Getting Data In

Why a complete 9997 traffic still fails?

morethanyell
Builder

I have a UF that's configured to forward to a healthy intermediate HF (9997) . The UF is producing "forcibly closed" errors but the HF is healthy and is accepting TCP 9997 from other UFs.

What could be the reason for this? Troubleshooting attempts made:

1. Confirming with network team that rules are in place.

2. TCP Dump from the dest (HF), packets received.

3. Telnet from UF to dest (9997), telnet completes.

Any other things I missed?

tcpdump from the HFtcpdump from the HFHF's splunkd.logHF's splunkd.log

Labels (1)
0 Karma
1 Solution

morethanyell
Builder
Network team confirms that the traffic couldn't return back to the source due to routing issue. The traffic from the src to dest via port 9997 ends only in the first SYN and the ACK couldn't go back.

View solution in original post

0 Karma

morethanyell
Builder
Network team confirms that the traffic couldn't return back to the source due to routing issue. The traffic from the src to dest via port 9997 ends only in the first SYN and the ACK couldn't go back.
0 Karma

morethanyell
Builder

Found one evidence that problem is network. At least, finally, I have proof that the network team has to fix it.

Basically, I ran a network search from multiple srcs in the same subnet towards the HF:9997. And displayed the bytes_in. This one UF that I have a problem with has bytes_in=0. And the rest has bytes_in comparable to bytes_out.

SPL:

sourcetype=pan:traffic src=10.68.x.x/16 dest=10.68.p.q dest_port=9997
| stats sparkline(sum(bytes_out)) as bytes_out sparkline(sum(bytes_in)) as bytes_in sum(bytes_in) as total_bytes_return by src dest dest_port

This SPL returns hundreds of rows and when I sort by total_bytes_return, there's a flat line for bytes_in and 0 for the field total_bytes_return for this UF in concern.

I can sleep now and pass this over to network team.

0 Karma

morethanyell
Builder

the splunkd.log is from UF - my bad for erroneously writing "HF's splunkd.log" on the caption.

The UF can't complete the 9997 to the HF despite all evidence (at network level). 

- 9997 is allowed

- Firewall logs show traffic is allowed

- Other UFs with same IP subnet can do the 9997 no problem (e.g. all UFs: 10.68.0.0/16, dest HF: 10.68.2.2:9997)

▶ **Available records**:
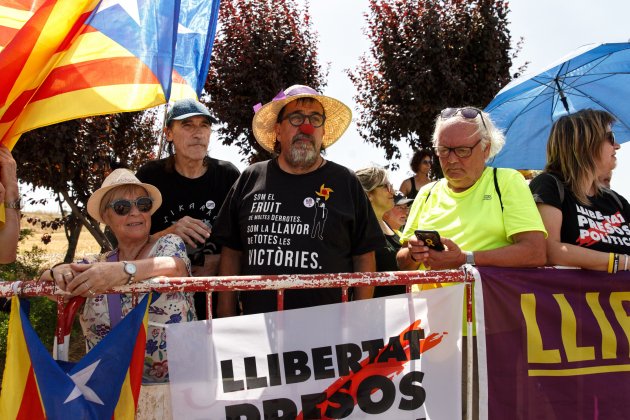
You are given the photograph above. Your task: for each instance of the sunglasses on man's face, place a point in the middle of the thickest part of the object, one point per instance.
(468, 112)
(123, 206)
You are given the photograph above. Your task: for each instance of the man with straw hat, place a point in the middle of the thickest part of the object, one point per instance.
(297, 213)
(193, 185)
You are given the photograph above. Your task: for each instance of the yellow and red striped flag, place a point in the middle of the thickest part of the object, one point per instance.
(112, 56)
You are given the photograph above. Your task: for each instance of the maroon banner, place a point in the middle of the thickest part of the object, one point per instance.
(556, 344)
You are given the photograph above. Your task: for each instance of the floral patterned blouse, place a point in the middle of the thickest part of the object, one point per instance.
(169, 308)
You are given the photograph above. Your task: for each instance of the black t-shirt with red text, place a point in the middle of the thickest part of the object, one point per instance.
(603, 225)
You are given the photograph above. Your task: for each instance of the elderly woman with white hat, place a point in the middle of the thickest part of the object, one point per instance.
(125, 205)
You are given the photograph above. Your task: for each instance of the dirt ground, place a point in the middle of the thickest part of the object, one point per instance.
(56, 249)
(54, 252)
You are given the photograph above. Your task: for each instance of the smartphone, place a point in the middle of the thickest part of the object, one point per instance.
(431, 238)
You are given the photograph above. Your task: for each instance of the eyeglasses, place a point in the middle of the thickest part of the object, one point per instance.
(296, 119)
(123, 206)
(461, 151)
(469, 113)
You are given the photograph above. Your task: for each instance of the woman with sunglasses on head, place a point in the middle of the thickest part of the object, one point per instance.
(125, 205)
(421, 166)
(380, 192)
(587, 222)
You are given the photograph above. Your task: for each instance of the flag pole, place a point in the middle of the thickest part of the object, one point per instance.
(161, 147)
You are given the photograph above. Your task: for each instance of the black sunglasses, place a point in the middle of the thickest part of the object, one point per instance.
(296, 119)
(468, 112)
(460, 152)
(123, 206)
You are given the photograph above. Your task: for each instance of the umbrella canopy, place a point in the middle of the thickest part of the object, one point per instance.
(594, 76)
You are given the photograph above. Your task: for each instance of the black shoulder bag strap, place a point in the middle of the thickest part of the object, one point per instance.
(496, 187)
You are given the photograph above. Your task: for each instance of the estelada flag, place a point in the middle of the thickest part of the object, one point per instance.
(124, 55)
(105, 383)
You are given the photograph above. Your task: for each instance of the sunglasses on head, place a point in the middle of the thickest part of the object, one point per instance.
(468, 112)
(123, 206)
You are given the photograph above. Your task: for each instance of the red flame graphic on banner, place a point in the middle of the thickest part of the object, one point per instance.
(350, 383)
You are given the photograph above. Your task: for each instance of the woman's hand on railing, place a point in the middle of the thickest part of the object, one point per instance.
(93, 279)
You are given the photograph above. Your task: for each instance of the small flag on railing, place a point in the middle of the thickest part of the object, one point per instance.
(105, 383)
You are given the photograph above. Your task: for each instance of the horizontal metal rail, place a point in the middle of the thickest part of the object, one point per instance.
(235, 283)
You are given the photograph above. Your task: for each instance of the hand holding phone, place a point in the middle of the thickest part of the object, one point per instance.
(431, 239)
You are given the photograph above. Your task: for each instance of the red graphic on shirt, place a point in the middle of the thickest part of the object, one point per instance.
(390, 368)
(324, 192)
(593, 235)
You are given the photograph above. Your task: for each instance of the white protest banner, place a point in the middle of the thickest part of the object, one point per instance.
(389, 358)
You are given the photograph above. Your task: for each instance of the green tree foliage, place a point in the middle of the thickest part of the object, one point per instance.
(261, 48)
(73, 158)
(426, 55)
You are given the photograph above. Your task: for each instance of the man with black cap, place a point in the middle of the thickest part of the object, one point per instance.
(297, 213)
(193, 186)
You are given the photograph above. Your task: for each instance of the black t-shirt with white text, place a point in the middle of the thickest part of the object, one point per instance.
(297, 224)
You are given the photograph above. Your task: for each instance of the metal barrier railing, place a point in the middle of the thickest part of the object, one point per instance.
(66, 311)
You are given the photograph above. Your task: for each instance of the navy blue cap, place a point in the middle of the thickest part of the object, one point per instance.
(186, 108)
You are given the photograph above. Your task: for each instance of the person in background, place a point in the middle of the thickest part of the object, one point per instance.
(125, 205)
(396, 218)
(297, 213)
(9, 207)
(588, 223)
(421, 166)
(380, 192)
(194, 187)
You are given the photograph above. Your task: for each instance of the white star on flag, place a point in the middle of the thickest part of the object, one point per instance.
(129, 6)
(80, 380)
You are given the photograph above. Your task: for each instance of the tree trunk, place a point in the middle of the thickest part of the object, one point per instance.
(73, 230)
(90, 224)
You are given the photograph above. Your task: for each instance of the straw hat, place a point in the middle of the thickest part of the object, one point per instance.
(117, 178)
(338, 115)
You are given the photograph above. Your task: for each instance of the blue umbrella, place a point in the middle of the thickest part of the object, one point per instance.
(595, 76)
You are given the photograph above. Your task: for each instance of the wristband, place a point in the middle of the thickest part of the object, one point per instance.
(616, 264)
(611, 259)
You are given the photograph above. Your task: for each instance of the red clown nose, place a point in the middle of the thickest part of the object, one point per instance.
(307, 129)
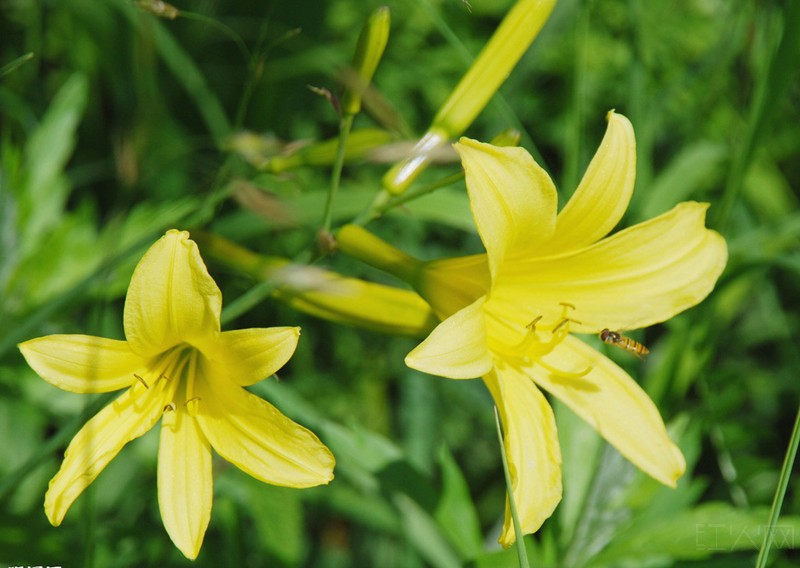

▶ **Required actions**:
1. In the forum thread, what did the network team confirm kept the traffic from returning to the source?
2. Find every line in the records that contains the word "metal" and copy each one.

▶ **Answers**:
1. A routing issue.

2.
You are given the photograph above. Your task: for each instance of the horizontal metal rail, place a point in the middle of the thickest part of the object, one point per instance.
You are given the photograph above. Your task: for each instance of the metal barrier railing, place a point in the middle of the thickest part of the object, one point per instance.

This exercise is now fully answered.